### Set tasks
**a)** For the nvmet-tcp bug report thread below, state whether each statement agrees with it: (i) the message from Shivam Kumar is dated on a Monday in April 2026; (ii) Chaitanya Kulkarni writes from an nvidia.com address; (iii) Shivam Kumar's earlier follow-up was sent on 4/6/26. For each, answer yes or no and quote the deciding words.
**b)** Extend the nvmet-tcp bug report thread below, starting right after its final line.

[Bug Report] nvmet-tcp: unbalanced percpu_ref_put on data digest error after nvmet_req_init failure causes refcount underflow, use-after-free, and permanent workqueue deadlock

Shivam Kumar kumar.shivam43666 at gmail.com
Mon Apr 6 12:25:37 PDT 2026


On Mon, Apr 6, 2026 at 12:24 AM Chaitanya Kulkarni
<chaitanyak at nvidia.com> wrote:
>
> Shivam,
>
>
> On 4/5/26 12:55, Shivam Kumar wrote:
> > Hi all,
> >
> > Just following up on this report. Please let me know if there are any
> > questions about the analysis or if any additional information would be
> > helpful.

### Data rows
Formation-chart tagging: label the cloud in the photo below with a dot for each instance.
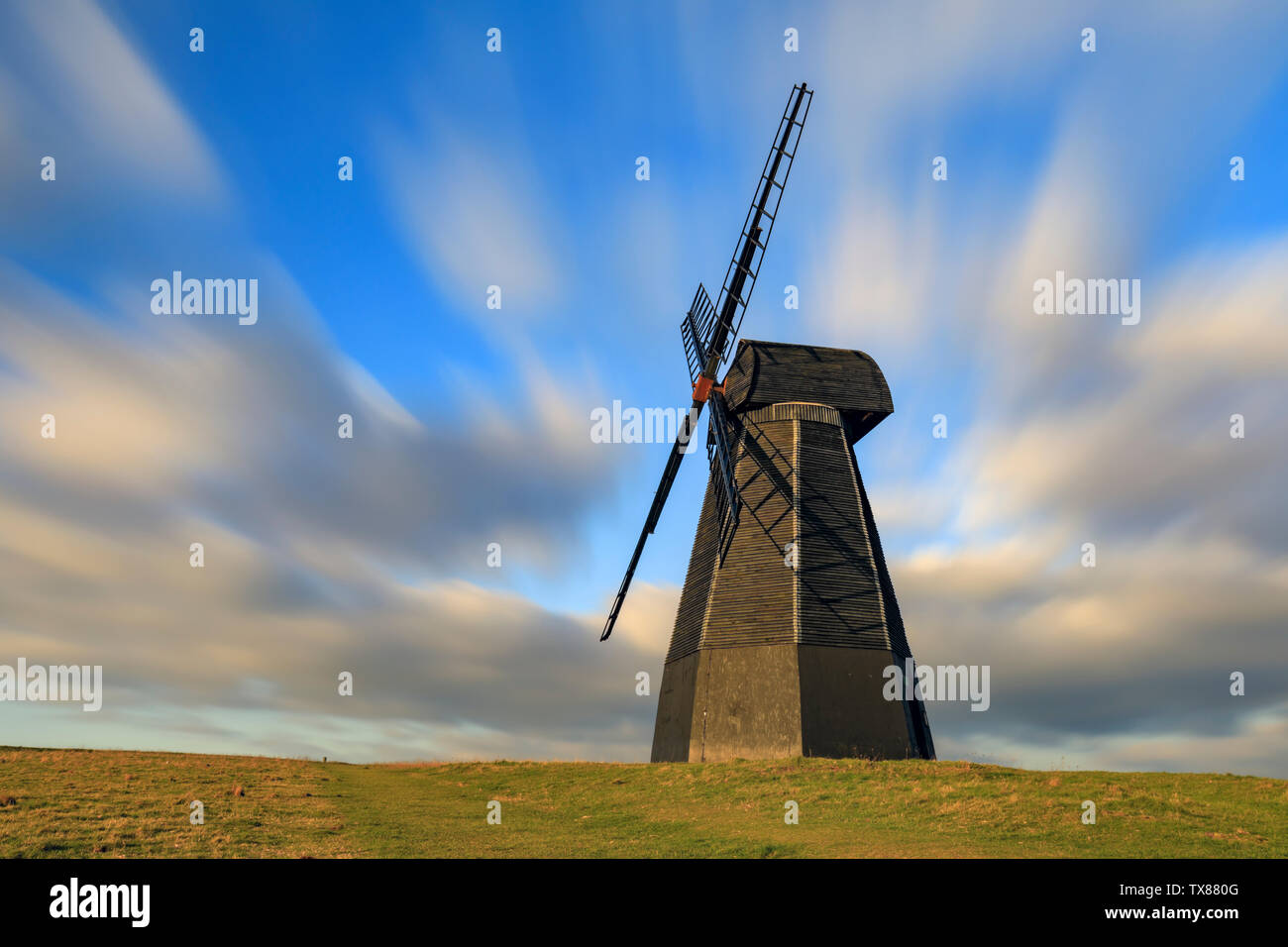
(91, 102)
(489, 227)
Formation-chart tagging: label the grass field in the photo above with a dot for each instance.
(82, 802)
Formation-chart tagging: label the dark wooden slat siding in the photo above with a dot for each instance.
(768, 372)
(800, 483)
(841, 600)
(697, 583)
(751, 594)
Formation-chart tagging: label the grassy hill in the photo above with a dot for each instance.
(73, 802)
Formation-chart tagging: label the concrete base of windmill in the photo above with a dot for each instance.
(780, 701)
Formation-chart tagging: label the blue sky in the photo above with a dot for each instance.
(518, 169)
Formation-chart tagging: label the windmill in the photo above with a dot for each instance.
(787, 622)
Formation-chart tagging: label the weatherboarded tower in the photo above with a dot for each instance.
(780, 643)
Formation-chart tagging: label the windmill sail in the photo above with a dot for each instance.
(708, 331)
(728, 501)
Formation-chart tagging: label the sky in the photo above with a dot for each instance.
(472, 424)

### Answers to the exercise
**a)**
(i) Yes: "Mon Apr 6 12:25:37 PDT 2026"
(ii) Yes: "<chaitanyak at nvidia.com>"
(iii) No: "On 4/5/26 12:55, Shivam Kumar wrote:"

**b)**
> >
> > Thanks,
> > Shivam Kumar
> >
> > On Wed, Mar 25, 2026 at 12:29 AM Chaitanya Kulkarni
> > <chaitanyak at nvidia.com> wrote:
> >> +linux-nvme list as well.
> >>
> >> On 3/24/26 21:22, Shivam Kumar wrote:
> >>> Hi Greg, Christoph, Sagi, Chaitanya
> >>>
> >>> Following up on my previous report (percpu_ref underflow in
> >>> nvmet_tcp_try_recv_ddgst). During testing with the percpu_ref patch
> >>> applied, I identified a separate vulnerability triggered by the same
> >>> PoC. This one affects the queue kref (not the SQ percpu_ref) and has a
> >>> different root cause.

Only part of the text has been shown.